Line by line, transcribe the records exactly.

Given data »
[Start of Attachment]

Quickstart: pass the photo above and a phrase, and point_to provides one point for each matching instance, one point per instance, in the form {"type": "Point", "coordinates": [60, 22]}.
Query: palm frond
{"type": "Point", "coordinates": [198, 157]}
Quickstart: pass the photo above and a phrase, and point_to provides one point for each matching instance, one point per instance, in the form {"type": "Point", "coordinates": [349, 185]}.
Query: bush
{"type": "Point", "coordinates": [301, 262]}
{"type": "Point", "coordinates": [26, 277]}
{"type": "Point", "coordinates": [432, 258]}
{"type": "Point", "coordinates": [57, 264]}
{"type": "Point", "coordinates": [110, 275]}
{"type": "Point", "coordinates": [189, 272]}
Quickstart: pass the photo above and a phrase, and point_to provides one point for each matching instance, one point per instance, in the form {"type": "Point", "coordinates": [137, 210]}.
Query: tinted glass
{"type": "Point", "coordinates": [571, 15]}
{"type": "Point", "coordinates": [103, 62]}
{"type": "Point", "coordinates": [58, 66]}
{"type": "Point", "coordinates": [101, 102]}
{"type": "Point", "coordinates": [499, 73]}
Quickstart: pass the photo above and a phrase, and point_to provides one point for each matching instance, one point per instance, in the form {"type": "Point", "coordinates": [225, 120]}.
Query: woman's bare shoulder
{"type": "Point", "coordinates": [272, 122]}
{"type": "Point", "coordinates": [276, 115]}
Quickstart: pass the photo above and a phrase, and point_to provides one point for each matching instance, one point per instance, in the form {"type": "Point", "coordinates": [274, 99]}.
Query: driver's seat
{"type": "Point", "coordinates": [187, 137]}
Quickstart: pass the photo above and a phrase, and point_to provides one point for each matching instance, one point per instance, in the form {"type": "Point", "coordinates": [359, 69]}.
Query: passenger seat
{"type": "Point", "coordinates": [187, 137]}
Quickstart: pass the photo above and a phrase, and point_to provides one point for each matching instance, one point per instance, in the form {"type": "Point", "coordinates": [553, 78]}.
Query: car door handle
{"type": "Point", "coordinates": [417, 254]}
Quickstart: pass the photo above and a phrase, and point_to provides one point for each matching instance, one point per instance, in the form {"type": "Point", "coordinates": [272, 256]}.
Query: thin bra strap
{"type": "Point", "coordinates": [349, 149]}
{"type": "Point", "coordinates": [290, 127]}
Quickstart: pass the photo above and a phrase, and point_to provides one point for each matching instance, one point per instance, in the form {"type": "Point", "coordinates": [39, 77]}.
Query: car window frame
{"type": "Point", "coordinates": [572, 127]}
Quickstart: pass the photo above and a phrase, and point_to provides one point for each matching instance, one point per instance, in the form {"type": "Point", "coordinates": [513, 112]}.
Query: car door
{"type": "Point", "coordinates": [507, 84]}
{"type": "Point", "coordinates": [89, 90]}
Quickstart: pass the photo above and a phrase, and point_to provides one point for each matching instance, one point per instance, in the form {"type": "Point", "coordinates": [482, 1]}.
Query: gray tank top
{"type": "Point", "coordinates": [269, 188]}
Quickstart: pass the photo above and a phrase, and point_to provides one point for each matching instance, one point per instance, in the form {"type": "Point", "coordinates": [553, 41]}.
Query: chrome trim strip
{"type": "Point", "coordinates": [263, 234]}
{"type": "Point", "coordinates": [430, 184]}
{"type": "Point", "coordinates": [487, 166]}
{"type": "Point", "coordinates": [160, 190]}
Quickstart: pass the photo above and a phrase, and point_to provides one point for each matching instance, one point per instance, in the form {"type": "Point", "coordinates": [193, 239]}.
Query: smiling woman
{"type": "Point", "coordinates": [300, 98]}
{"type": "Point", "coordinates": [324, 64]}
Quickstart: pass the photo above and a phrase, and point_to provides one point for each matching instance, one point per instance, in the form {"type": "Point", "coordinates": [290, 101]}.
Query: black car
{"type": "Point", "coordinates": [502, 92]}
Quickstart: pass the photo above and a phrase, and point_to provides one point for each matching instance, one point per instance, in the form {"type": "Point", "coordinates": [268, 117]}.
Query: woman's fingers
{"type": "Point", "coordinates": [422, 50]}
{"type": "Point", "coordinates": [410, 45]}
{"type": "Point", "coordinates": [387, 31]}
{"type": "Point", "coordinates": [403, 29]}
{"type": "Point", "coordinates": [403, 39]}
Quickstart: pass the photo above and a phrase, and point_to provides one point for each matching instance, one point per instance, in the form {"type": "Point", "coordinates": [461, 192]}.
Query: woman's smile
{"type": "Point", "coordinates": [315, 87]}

[End of Attachment]

Written response »
Quickstart: pass the photo above and a phrase, and point_to provides one point for each matching instance, one point per instance, in the form {"type": "Point", "coordinates": [60, 22]}.
Query: palm frond
{"type": "Point", "coordinates": [198, 157]}
Quickstart: pass the photo above and a phrase, and point_to provides one point for each matching instance, one point per instance, in the form {"type": "Point", "coordinates": [349, 185]}.
Query: bush
{"type": "Point", "coordinates": [301, 262]}
{"type": "Point", "coordinates": [26, 277]}
{"type": "Point", "coordinates": [432, 258]}
{"type": "Point", "coordinates": [57, 264]}
{"type": "Point", "coordinates": [110, 275]}
{"type": "Point", "coordinates": [189, 272]}
Quickstart: pass the photo above and a phrase, and point_to provides one point for each matching instance, one point per instance, in the form {"type": "Point", "coordinates": [137, 210]}.
Query: tinted glass
{"type": "Point", "coordinates": [571, 15]}
{"type": "Point", "coordinates": [103, 62]}
{"type": "Point", "coordinates": [58, 66]}
{"type": "Point", "coordinates": [101, 102]}
{"type": "Point", "coordinates": [499, 73]}
Quickstart: pass the photo above and a phrase, and point_to provides one point for each matching instance, one point per instance, in the form {"type": "Point", "coordinates": [225, 120]}.
Query: woman's bare shoulder
{"type": "Point", "coordinates": [272, 122]}
{"type": "Point", "coordinates": [276, 115]}
Quickstart: pass the photo above and a phrase, and point_to provides one point for each matching instance, one point per instance, in the form {"type": "Point", "coordinates": [274, 99]}.
Query: driver's seat
{"type": "Point", "coordinates": [187, 137]}
Quickstart: pass the photo above and a phrase, and point_to provides one point for each matching instance, one point per instance, in the form {"type": "Point", "coordinates": [359, 69]}.
Query: passenger seat
{"type": "Point", "coordinates": [187, 137]}
Quickstart: pass the photo above and a phrase, and point_to provides one point for each matching instance, one point per instance, in the form {"type": "Point", "coordinates": [553, 78]}.
Query: car door handle
{"type": "Point", "coordinates": [417, 254]}
Quickstart: pass the photo above and a phrase, and point_to provides one point for each matching instance, one point per instance, in the form {"type": "Point", "coordinates": [272, 256]}.
Query: thin bra strap
{"type": "Point", "coordinates": [349, 149]}
{"type": "Point", "coordinates": [290, 127]}
Quickstart: pass the photo above and a phrase, and point_to provides one point for each matching instance, one point per instance, in the form {"type": "Point", "coordinates": [39, 77]}.
Query: car window frame
{"type": "Point", "coordinates": [572, 127]}
Quickstart: pass the photo above and a phrase, and point_to provides one point for each matching instance, one point per instance, in the form {"type": "Point", "coordinates": [513, 112]}.
Query: car door
{"type": "Point", "coordinates": [507, 84]}
{"type": "Point", "coordinates": [89, 90]}
Quickstart: pass the photo above and a phrase, and point_to provides one point for each matching instance, one point per instance, in the form {"type": "Point", "coordinates": [482, 1]}.
Query: gray tank top
{"type": "Point", "coordinates": [269, 188]}
Quickstart: pass the photo above and a phrase, and point_to provides one point for each matching instance, one point per instance, in the form {"type": "Point", "coordinates": [553, 41]}.
Query: chrome trim strip
{"type": "Point", "coordinates": [263, 234]}
{"type": "Point", "coordinates": [430, 184]}
{"type": "Point", "coordinates": [487, 166]}
{"type": "Point", "coordinates": [160, 190]}
Quickstart: pass the photo above and a phrase, and point_to provides one point for each matching instance, one point per instance, in the form {"type": "Point", "coordinates": [193, 239]}.
Query: smiling woman
{"type": "Point", "coordinates": [300, 98]}
{"type": "Point", "coordinates": [324, 64]}
Quickstart: pass the photo above and a phrase, and point_to provides one point for each matching instance, one point per instance, in the form {"type": "Point", "coordinates": [290, 101]}.
Query: black car
{"type": "Point", "coordinates": [502, 92]}
Quickstart: pass the photo above and a phrase, and point_to provides one point for each matching instance, one point per instance, in the form {"type": "Point", "coordinates": [268, 117]}.
Query: woman's fingers
{"type": "Point", "coordinates": [422, 50]}
{"type": "Point", "coordinates": [410, 45]}
{"type": "Point", "coordinates": [387, 31]}
{"type": "Point", "coordinates": [403, 29]}
{"type": "Point", "coordinates": [403, 39]}
Quickstart: pass the photo above and a phrase, and point_to provides one point for each matching instance, one point per instance, in the form {"type": "Point", "coordinates": [461, 192]}.
Query: woman's smile
{"type": "Point", "coordinates": [315, 87]}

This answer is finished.